• [TEXTE FOURNI]
L'enseignement mutuel étant abandonné, l'enseignement individuel impossible, restait l'enseignement simultané, que les écoles congréganistes avaient toujours continué de pratiquer, et auquel les écoles laïques sont définitivement revenues. Mais le principe une fois posé, comment l'appliquer? Les enfans sortent de la salle d'asile et entrent à l'école vers l'âge de six ou sept ans, et en sortent de douze à treize. Que fera-t-on de ces enfans d'âge si différent? Leur imposera-t-on le même enseignement? Rien de plus contraire au bon sens. Cependant, si l'on ne savait combien les choses les plus simples sont les plus longues à prévaloir, qui pourrait croire que ce n'est que depuis 1867 qu'on a divisé les enfans en trois groupes d'après leur âge (1)? Deux autres progrès importans ont été réalisés ou développés, la création des écoles d'adultes et des écoles d'apprentis. Renvoyons au rapport de M. Gréard pour l'étude de toutes ces questions techniques, et insistons seulement sur celles qui ont un caractère plus moral et plus psychologique.

A ce point de vue, rien de plus excellent que les pages écrites par M. Gréard sur la direction que doivent donner aux écoles les instituteurs et les institutrices. On reconnaît ici le lettré qui a lu cent fois et s'est assimilé les belles leçons de Plutarque, de Montaigne, de Rabelais et de Rousseau. M. Gréard, tout en signalant les importans progrès qui ont été faits en vue de substituer de plus en plus l'esprit à la lettre, l'action morale à l'action mécanique, croit cependant que tout n'a pas encore été fait dans cette voie, et c'est la direction qu'il essaie d'imprimer à tout le système. Ainsi, c'était sans doute un défaut de l'enseignement mutuel que de proscrire l'usage des livres : un bon livre eût mieux valu sans doute pour maître qu'un jeune perroquet bien dressé. Mais le livre lui-même, si on en abuse, a encore ses dangers et ses inconvéniens que Platon a déjà signalés avec la grâce et l'esprit qui lui sont propres : « Il en est de l'écriture comme de la peinture, dit-il; les productions de ce dernier art semblent vivantes; mais interrogez-les, elles gardent le silence. Il en est de même des livres à les entendre, vous croyez qu'ils pensent; mais demandez-leur quelque explication sur le sujet qu'ils contiennent, ils répondront toujours la même chose. Un écrit a toujours besoin du secours de son père. » Tels sont les défauts des livres, lorsqu'ils prennent la place du maître et que celui-ci n'en est que l'instrument : « Le meilleur livre, dit Lhomond,

(1) L'auteur de cette réforme est M. Gréard lui-même. Il faut reconnaître d'ailleurs que le système de l'enseignement mutuel faisait disparaître cette difficulté, puisque les plus âgés instruisaient les plus jeunes.

• [DONNÉES FOURNIES]
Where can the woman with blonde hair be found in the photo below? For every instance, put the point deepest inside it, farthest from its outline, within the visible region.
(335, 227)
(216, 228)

• [CONSIGNE] Dans le texte fourni sur l'enseignement, relevez tous les auteurs dont M. Gréard aurait lu et assimilé les leçons.

• [RÉPONSE] Plutarque, Montaigne, Rabelais, Rousseau